A diretora do IEA, em plena ditadura militar, era dona Neusa Ferreira,
arbitrária, autoritária, vingativa, perseguidora. Acontece que o curso era
noturno e houve um apagão geral na cidade. Dona Neusa, moralista, temia que as
alunas fossem bulinadas. Por isso, ordenou a retirada dos alunos e fechou-se lá
dentro com as alunas. Lá fora, uma multidão de marmanjos ficou à espera de
namoradas, irmãs, vizinhas.A diretora gritava, ordenando que fôssemos embora.
Aproveitamos a escuridão para vaiá-la e xingá-la. Ela chamou a polícia. O pau
comeu na casa de Neusa.
Depois de muito sopapo e até de estudante preso, como a luz não voltava
e a noite avançava, ela liberou o mulherio já quase de madrugada e eu, enfim,
pude acompanhar minha irmã Dile de volta à casa, onde havia uma velha máquina
de escrever. À luz de vela, escrevi um texto horroroso, que começava assim, com
um chavão: "Fato digno de nota ocorreu na noite de hoje...". De
qualquer forma, consegui relatar o fato com relativa fidelidade, ridicularizando
dona Neusa, o que mitigou a dor e a raiva.
Assinei embaixo do que escrevi e levei para o Diário da Tarde, da
Empresa Archer Pinto. Lá fui recebido pelo jornalista Ulisses Paes de Azevedo,
um sujeito pai d'égua, que não me conhecia. No dia seguinte, ele publicou
"o fato digno de nota" sem mudar uma vírgula. Apenas omitiu meu nome,
dizendo que preservava o anonimato "para proteger o autor da sanha
ditatorial da diretora". Todo mundo achou que o autor havia sido o Lauro
Henrique Pinheiro, presidente do Gremio Estudantil Marciano Armond. Fiquei na
minha, não reivindiquei a autoria.
Mil gols
Depois disso, já residindo no Rio, cursei jornalismo na UFRJ. No segundo
ano, ainda estudante, fui contratado com salário inicial de repórter, pela
ASAPRESS, uma agência de notícias arrendada pela Conferencia Nacional dos
Bispos do Brasil (CNBB), o que me permitiu publicar matérias em jornais de
vários estados do nordeste e do sul, sempre movido à indignação. Algumas estão
na lista (www.taquiprati.com.br).

PEDIDO A:
Responda, com base no trecho de memórias:
(i) Com quem dona Neusa se trancou dentro do prédio durante o apagão?
(ii) Em qual jornal saiu publicado o texto sobre aquela noite?
(iii) Que curso foi feito na UFRJ?
PEDIDO B:
Continue o trecho de memórias a partir da última frase.

DADOS FORNECIDOS:

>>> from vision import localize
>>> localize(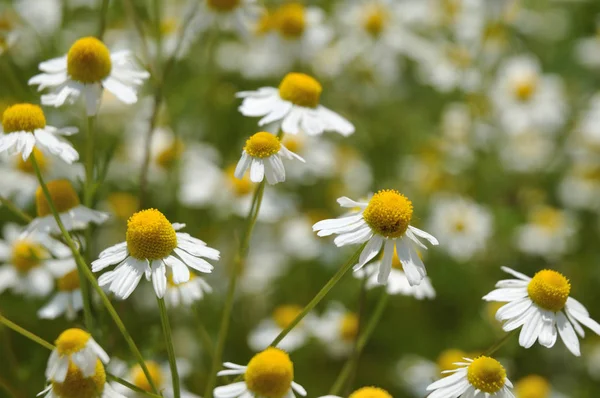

RESPOSTA A:
(i) Com as alunas.
(ii) No Diário da Tarde.
(iii) Jornalismo.

RESPOSTA B:
Depois vieram outros jornais no Rio de Janeiro, todos de oposição, onde
assinei também algumas matérias: O SOL, PODER JOVEM, O PAIZ (assim com
"z"), CORREIO DA MANHÃ e mais tarde fui correspondente em
Paris do Opinião e, já em Manaus, fundador e redator chefe do Porantim
- um jornal valente vinculado às lutas indígenas.
A maioria dos textos foram publicados mesmo em Manaus: na Crítica, onde
nasceu o Taquiprati, no Jornal do Norte, de propriedade do Paulo
Girardi, um jornal bonito e bem feito. Mas metade das crônicas foi publicada
aqui, neste Diário do Amazonas, que é uma espécie de segunda casa, onde
estou desde 2003 e onde sempre gozei de total liberdade para compartilhar com
os leitores a indignação.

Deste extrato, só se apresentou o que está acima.